## Listed records
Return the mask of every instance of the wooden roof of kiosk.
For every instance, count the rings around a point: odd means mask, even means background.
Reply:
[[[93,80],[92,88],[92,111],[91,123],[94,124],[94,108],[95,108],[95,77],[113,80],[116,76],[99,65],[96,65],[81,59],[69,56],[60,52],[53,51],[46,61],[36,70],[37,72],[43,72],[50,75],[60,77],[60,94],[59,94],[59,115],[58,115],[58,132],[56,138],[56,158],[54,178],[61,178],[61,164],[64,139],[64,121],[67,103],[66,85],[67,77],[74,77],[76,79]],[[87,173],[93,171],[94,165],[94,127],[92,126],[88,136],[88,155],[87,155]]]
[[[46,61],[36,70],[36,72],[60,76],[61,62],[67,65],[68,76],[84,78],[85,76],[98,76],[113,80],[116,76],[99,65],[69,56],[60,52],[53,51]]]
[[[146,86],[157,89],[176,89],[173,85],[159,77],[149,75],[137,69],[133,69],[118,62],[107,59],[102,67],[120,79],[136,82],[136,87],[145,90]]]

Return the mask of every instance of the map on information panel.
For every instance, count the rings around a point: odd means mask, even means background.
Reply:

## Problem to solve
How many of the lines above contain the word "Return"? Capital and small letters must match. Give only the number.

## Completed task
2